_Exercise directions_
From the passage on fear below, write out word for word the part from "Fear stopped being" up to and including "darkness of self-enclosure.".

_Supplied text_

Fear stopped being a problem. Yeah, I’m panicked and jittery, but so what? Welcome to being a human being with a body and a brain. Darkness–the fear, panic, anxiety–was slowly revealed to not be darkness at all. “I” didn’t have to do anything about it because it was always already held and beheld in the fathomless depths of God’s omnipresent love. Even the darkest night was held and beheld. I wasn’t alone. As bright as the day? Maybe not. But a lot brighter than the inky darkness of self-enclosure.
So to come to know myself and my experience–whatever it happened to be–to be known, held, beheld and loved made a big difference. But so did actively learning to love and behold those scared, anxious, and panicked parts of myself. I knew myself to be welcomed just as I was, just as I am, to the banquet table of divine love, and so I began to extend that same all-bracing behind and before, up to heaven and down to grave, love to whatever stranger appeared at the door of the heart. “Hello, my little fear. I see you. I am here for you. What do you need to say? What needs to be heard and expressed? Take your time. I’m here all week.” I let the little children come to me. Previously, like the disciples who shush Bartimaeus or shoo the children away from Jesus, I’d seen those undesirable parts of myself–parts that didn’t fit with my picture of myself, parts that didn’t fit who I supposed to be, parts that honestly just didn’t feel so great to feel–as threats, problems in need of fixing. Slowly, I started to see that I could welcome those little children and offer them love and hospitality. The okness that no pile of Christmas presents could ever offer, started to burble up on its own. Isaiah’s “endless peace” in the middle of a Johnny Mathis marathon.

_Given records_
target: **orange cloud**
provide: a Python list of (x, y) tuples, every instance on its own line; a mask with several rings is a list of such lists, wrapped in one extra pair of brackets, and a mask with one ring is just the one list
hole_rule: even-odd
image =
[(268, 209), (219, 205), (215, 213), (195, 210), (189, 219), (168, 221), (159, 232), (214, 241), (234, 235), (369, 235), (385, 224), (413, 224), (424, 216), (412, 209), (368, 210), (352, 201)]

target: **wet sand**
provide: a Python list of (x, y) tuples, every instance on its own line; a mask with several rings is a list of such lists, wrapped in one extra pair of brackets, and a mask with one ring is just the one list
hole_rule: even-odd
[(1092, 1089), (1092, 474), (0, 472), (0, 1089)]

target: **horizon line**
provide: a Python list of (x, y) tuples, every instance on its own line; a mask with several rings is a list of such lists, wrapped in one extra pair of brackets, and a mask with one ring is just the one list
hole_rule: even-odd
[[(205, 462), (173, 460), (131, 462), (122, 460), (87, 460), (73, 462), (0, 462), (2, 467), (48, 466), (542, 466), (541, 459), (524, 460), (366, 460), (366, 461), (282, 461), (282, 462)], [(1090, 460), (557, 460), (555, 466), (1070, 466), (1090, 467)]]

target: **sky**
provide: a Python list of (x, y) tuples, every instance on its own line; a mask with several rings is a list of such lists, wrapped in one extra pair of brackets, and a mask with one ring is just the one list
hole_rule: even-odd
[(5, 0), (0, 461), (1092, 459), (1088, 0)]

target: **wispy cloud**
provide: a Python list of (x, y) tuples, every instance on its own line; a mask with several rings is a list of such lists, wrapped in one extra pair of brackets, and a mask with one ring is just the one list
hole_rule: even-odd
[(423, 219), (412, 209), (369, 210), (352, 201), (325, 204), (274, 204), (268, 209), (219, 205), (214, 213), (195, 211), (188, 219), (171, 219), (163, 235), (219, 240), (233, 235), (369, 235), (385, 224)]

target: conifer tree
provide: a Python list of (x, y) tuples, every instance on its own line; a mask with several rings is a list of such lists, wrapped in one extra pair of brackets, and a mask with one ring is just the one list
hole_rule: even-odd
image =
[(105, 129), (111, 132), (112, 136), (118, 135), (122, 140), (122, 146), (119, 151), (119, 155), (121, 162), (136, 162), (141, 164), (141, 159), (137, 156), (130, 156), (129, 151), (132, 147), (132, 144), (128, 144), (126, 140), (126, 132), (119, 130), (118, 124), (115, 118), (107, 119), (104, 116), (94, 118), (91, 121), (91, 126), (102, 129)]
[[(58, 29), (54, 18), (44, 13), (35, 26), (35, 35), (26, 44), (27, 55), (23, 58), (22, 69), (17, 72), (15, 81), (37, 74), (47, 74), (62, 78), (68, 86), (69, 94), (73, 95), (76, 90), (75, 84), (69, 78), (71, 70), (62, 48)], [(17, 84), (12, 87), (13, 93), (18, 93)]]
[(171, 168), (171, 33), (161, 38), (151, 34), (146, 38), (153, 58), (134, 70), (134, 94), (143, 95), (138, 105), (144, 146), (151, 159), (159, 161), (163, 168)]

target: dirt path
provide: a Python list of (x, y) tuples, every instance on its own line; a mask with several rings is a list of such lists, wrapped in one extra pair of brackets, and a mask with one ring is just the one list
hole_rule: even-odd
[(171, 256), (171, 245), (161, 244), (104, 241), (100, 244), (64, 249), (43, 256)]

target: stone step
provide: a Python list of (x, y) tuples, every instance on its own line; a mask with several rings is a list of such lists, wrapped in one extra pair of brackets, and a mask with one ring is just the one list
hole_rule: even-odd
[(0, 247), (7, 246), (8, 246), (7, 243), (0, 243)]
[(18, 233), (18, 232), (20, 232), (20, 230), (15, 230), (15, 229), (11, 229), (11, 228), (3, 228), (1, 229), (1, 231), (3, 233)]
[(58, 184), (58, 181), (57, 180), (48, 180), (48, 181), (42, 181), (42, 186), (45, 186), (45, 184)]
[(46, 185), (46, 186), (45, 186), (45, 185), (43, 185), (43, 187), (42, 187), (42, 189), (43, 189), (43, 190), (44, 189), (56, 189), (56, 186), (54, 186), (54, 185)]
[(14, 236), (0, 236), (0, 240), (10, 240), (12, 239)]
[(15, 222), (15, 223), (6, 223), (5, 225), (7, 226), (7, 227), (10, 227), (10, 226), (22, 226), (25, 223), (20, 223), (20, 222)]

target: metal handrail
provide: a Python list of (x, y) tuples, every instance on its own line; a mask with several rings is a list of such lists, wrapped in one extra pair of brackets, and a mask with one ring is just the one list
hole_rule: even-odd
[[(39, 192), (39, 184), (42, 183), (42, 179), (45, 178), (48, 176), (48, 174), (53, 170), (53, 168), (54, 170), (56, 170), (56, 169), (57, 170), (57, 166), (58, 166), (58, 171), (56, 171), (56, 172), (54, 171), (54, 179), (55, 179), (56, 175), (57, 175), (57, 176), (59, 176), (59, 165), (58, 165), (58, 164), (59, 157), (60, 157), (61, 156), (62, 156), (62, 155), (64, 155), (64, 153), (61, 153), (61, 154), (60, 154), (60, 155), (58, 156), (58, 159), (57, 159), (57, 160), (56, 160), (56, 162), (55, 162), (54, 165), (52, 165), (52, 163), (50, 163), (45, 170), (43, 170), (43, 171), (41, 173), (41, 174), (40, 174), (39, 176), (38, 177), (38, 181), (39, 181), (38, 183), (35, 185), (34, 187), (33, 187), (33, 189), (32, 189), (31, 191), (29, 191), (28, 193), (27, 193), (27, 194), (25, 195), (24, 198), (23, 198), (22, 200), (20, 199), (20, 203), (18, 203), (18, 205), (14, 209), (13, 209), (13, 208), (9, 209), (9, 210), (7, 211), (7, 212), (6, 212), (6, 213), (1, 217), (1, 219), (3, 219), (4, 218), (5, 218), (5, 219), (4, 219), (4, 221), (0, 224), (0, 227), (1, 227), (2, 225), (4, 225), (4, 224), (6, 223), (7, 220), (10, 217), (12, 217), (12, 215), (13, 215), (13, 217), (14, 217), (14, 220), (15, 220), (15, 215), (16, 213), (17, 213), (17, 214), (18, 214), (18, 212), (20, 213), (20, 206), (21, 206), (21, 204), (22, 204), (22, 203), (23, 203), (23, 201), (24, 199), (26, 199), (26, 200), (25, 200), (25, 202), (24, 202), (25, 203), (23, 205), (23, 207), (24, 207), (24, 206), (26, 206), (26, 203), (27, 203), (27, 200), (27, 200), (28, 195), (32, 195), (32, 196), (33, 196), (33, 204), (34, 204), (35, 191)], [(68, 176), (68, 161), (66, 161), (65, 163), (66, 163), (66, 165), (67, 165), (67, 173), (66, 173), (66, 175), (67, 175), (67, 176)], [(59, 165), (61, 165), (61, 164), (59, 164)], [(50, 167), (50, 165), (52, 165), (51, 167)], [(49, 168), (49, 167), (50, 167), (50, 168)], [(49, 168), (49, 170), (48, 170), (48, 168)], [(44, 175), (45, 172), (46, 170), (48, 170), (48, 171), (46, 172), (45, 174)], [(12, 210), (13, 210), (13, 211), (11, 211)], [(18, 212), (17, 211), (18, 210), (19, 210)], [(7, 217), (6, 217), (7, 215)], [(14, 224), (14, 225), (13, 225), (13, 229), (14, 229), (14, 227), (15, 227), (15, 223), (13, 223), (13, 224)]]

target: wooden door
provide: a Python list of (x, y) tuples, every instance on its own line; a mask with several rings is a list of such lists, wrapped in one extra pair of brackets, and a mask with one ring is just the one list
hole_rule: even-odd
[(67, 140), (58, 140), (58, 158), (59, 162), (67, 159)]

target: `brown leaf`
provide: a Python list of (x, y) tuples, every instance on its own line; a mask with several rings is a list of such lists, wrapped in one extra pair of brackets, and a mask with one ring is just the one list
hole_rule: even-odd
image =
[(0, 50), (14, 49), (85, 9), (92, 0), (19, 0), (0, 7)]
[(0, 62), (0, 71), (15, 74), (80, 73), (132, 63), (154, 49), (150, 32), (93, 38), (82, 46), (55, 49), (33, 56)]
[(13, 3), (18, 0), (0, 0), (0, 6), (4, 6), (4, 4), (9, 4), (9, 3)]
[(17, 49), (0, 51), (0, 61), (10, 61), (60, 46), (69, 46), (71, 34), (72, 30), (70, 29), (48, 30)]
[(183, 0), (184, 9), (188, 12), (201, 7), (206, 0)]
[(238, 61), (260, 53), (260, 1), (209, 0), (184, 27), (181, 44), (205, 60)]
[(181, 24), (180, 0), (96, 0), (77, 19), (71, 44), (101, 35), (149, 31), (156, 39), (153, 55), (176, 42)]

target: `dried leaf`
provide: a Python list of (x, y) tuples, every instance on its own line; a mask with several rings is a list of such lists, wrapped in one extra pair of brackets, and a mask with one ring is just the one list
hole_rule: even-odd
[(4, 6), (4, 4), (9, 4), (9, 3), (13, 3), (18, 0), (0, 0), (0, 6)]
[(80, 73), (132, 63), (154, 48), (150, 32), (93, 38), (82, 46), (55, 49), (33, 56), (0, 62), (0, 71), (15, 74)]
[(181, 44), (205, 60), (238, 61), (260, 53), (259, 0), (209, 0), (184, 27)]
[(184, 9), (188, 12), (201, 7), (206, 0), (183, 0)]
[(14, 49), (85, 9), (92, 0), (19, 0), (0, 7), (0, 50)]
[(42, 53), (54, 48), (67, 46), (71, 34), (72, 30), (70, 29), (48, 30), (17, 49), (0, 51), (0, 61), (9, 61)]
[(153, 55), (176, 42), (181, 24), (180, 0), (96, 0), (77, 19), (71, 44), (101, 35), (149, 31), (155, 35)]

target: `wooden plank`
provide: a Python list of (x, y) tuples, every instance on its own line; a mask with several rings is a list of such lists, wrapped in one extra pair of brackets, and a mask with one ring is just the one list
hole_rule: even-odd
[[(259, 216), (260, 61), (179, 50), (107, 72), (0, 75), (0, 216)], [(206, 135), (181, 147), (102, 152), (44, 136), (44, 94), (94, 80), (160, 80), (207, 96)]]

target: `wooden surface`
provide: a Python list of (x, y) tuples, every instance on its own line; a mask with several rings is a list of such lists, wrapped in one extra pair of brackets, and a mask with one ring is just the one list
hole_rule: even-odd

_Solved exercise_
Fear stopped being a problem. Yeah, I’m panicked and jittery, but so what? Welcome to being a human being with a body and a brain. Darkness–the fear, panic, anxiety–was slowly revealed to not be darkness at all. “I” didn’t have to do anything about it because it was always already held and beheld in the fathomless depths of God’s omnipresent love. Even the darkest night was held and beheld. I wasn’t alone. As bright as the day? Maybe not. But a lot brighter than the inky darkness of self-enclosure.